**Alıştırmalar**
1 – Pendik'in tarihine dair metni hiçbir değişiklik yapmadan baştan sona yazın.
2 – Kayıtlarda "of the windshield" ifadesini içeren satırdan "of the hood" ifadesini içeren satıra kadar olan satırları, iki uç satır da dahil olmak üzere yeniden yazın. Bu satırlarda "put a pin on" yerine "mark" koyun, başka hiçbir şeyi değiştirmeyin ve yalnızca bu satırları verin.

1. Dünya Savaşı sonrası gerçekleştirilen işgallerden Pendik de nasibine düşeni almış, 5 yıl boyunca Kemikli Dere Mevkii’nde İngiliz Karakolunun esareti altında kalmıştır.

Kurtuluş Savaşı yıllarında bağımsızlık mücadelesinde üstün hizmetleri bulunan Pendik köylülerinin çok azı geri dönebilmiştir. 1923 Lozan Antlaşmasıyla Pendik, düşman kuvvetlerinden temizlenmiştir.

Nüfus Hareketleri

Diğer bir göç dalgası 1930’lu yıllarda Anadolu’dan olmuştur. 1935 yılında nüfus 4 binken yurtdışından ikinci bir göç dalgasıyla 1960’ta 14 bin olmuş, 1970’e girildiğinde ise 30 bini bulmuştur.

1970’lerden itibaren ilçenin sayfiye yapısı bozulmaya başlamış, sahilde bulunan konakların ve yazlıkların yerini çok katlı yapılar almaya başlamıştır.

**Alıştırma kayıtları**

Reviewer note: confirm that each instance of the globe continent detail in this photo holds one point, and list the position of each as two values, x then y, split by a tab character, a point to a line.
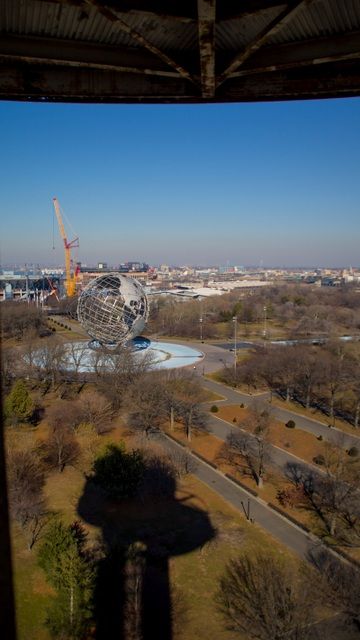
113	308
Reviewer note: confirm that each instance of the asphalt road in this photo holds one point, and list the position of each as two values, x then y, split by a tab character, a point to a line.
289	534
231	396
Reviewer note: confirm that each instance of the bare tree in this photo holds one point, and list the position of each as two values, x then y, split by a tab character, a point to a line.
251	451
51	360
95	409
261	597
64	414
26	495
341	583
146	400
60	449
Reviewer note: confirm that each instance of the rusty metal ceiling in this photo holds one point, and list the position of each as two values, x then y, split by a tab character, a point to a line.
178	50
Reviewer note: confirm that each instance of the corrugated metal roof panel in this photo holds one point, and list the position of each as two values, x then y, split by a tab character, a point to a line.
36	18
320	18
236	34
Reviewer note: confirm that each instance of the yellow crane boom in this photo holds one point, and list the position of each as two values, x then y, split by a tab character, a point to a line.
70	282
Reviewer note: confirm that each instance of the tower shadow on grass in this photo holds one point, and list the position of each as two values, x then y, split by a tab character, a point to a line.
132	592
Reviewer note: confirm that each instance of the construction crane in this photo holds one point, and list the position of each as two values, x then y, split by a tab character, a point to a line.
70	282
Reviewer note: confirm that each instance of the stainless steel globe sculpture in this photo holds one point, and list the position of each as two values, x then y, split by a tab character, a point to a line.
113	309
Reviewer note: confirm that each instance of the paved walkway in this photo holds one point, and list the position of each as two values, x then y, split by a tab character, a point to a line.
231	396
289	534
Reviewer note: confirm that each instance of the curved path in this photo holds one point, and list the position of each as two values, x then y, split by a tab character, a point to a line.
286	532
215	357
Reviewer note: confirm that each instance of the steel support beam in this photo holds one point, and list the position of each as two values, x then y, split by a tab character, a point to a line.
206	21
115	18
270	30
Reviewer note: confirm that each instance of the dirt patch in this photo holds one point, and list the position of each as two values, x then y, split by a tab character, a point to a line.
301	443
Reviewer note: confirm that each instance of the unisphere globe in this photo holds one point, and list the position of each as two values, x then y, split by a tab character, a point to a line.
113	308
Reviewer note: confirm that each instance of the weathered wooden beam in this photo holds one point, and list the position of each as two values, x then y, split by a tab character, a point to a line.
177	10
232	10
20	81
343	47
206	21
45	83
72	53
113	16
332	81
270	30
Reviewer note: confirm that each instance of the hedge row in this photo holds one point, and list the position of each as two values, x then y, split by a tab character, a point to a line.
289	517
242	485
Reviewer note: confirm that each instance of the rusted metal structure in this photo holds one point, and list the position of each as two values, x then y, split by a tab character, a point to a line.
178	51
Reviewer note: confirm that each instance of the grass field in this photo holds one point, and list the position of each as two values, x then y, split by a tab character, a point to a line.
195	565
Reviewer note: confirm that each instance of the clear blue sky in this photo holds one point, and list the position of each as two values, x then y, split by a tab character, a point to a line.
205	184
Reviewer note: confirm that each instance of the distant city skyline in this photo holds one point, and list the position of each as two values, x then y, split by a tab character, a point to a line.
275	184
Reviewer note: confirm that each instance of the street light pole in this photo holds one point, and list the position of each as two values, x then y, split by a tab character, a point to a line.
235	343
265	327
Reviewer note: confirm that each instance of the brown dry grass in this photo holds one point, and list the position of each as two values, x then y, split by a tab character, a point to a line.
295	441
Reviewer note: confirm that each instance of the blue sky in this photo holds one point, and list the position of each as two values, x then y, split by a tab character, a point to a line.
--
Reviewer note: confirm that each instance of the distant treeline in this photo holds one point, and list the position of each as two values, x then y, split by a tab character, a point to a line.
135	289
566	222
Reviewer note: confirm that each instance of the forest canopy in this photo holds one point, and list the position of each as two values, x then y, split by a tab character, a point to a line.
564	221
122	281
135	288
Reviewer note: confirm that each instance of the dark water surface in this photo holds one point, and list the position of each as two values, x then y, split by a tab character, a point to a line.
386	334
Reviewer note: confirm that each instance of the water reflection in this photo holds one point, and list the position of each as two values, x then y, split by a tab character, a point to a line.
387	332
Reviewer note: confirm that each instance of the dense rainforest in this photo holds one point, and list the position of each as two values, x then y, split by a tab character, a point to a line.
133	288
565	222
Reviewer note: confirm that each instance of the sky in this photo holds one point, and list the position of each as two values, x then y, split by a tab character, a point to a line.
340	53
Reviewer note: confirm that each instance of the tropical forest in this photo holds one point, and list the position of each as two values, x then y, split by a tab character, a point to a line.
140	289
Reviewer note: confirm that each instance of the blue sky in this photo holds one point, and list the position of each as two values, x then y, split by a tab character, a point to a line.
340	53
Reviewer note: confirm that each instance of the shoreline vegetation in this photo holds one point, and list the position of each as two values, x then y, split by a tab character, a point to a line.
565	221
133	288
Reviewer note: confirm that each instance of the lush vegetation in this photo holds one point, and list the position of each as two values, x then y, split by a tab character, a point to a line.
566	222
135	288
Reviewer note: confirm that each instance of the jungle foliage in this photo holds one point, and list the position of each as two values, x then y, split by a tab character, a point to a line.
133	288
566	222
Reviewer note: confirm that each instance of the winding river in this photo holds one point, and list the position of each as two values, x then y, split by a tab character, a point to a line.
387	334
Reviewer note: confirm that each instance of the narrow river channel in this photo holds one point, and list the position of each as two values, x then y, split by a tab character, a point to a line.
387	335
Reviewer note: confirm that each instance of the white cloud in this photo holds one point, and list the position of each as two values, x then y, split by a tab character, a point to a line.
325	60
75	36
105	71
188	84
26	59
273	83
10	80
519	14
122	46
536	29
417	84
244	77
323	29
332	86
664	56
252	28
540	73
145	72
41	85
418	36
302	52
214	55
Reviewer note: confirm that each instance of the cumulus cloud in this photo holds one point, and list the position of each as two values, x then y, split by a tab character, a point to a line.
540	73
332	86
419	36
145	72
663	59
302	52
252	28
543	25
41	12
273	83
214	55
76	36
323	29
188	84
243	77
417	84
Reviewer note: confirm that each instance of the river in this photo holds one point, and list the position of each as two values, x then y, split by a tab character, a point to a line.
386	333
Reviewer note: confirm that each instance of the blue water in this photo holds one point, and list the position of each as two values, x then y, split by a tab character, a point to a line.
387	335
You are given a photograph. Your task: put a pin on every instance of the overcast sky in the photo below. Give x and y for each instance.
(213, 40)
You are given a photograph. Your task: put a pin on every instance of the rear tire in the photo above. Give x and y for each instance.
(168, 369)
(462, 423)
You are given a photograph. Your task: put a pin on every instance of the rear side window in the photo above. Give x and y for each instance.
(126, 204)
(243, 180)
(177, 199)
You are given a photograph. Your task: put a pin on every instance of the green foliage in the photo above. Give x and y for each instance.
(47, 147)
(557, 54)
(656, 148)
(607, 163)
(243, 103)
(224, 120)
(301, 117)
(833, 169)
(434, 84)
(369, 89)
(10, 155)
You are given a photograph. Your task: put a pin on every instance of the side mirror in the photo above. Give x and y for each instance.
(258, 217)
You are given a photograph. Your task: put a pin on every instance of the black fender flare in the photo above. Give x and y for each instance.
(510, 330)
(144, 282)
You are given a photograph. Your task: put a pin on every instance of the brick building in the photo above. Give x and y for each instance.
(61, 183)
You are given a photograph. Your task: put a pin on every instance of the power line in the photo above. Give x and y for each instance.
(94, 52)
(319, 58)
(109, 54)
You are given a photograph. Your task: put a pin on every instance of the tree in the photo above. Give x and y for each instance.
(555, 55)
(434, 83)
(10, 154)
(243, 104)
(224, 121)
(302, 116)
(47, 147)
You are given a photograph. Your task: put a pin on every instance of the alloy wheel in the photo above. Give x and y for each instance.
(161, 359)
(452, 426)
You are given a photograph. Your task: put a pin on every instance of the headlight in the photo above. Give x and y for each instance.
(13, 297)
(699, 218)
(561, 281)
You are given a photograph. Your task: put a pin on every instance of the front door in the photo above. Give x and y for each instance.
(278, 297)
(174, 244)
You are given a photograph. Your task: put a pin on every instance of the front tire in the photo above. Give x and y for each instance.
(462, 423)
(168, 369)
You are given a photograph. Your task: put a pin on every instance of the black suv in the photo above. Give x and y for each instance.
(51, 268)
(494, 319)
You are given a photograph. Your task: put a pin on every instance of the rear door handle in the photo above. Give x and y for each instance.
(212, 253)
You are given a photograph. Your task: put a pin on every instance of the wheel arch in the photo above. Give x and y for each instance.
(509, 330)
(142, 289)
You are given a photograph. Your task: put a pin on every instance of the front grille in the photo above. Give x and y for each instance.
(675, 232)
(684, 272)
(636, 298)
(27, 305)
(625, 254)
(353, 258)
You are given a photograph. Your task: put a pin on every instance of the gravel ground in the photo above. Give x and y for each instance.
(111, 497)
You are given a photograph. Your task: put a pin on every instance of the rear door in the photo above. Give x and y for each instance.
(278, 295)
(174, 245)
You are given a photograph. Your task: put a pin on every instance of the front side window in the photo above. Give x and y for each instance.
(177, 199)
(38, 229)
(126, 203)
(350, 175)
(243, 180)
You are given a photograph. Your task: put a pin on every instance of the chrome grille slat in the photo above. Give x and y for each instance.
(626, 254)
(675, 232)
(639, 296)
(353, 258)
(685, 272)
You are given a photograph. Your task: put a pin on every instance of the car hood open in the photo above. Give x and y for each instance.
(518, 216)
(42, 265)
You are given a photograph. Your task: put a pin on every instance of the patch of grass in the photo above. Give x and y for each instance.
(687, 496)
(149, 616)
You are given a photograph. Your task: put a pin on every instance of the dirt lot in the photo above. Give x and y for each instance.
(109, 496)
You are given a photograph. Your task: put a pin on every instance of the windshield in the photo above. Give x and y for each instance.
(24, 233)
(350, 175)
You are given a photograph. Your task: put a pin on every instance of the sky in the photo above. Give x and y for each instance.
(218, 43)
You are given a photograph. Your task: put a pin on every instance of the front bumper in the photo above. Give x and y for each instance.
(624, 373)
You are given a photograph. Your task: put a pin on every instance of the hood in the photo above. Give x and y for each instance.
--
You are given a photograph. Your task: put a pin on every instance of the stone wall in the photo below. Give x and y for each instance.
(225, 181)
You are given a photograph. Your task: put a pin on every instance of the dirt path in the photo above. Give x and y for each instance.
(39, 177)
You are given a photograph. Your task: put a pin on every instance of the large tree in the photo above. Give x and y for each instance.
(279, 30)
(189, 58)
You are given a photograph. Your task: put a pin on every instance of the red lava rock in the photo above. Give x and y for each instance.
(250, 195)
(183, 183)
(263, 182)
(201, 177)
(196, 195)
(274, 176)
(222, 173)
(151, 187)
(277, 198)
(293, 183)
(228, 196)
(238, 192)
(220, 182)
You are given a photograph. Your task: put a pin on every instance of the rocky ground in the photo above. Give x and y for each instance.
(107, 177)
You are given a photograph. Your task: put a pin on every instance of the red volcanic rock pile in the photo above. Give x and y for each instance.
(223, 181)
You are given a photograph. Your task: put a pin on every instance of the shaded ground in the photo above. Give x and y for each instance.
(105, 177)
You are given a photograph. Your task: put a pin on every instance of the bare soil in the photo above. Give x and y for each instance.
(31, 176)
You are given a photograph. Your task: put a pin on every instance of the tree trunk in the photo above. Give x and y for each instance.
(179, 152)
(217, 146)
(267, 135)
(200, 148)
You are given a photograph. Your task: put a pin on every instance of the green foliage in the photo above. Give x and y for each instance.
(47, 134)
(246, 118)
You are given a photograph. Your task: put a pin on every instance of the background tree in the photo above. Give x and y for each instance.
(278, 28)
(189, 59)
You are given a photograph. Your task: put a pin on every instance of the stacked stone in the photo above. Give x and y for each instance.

**Yanıtlar**
1 –
1. Dünya Savaşı sonrası gerçekleştirilen işgallerden Pendik de nasibine düşeni almış, 5 yıl boyunca Kemikli Dere Mevkii’nde İngiliz Karakolunun esareti altında kalmıştır.

Kurtuluş Savaşı yıllarında bağımsızlık mücadelesinde üstün hizmetleri bulunan Pendik köylülerinin çok azı geri dönebilmiştir. 1923 Lozan Antlaşmasıyla Pendik, düşman kuvvetlerinden temizlenmiştir.

Nüfus Hareketleri

Diğer bir göç dalgası 1930’lu yıllarda Anadolu’dan olmuştur. 1935 yılında nüfus 4 binken yurtdışından ikinci bir göç dalgasıyla 1960’ta 14 bin olmuş, 1970’e girildiğinde ise 30 bini bulmuştur.

1970’lerden itibaren ilçenin sayfiye yapısı bozulmaya başlamış, sahilde bulunan konakların ve yazlıkların yerini çok katlı yapılar almaya başlamıştır.

2 –
You are given a photograph. Your task: mark every instance of the windshield in the photo above. Give x and y for each instance.
(24, 233)
(350, 175)
You are given a photograph. Your task: mark every instance of the sky in the photo above. Give x and y for each instance.
(218, 43)
You are given a photograph. Your task: mark every instance of the front bumper in the photo above. Give x and y for each instance.
(624, 373)
You are given a photograph. Your task: mark every instance of the hood in the photo above. Give x and y for each instance.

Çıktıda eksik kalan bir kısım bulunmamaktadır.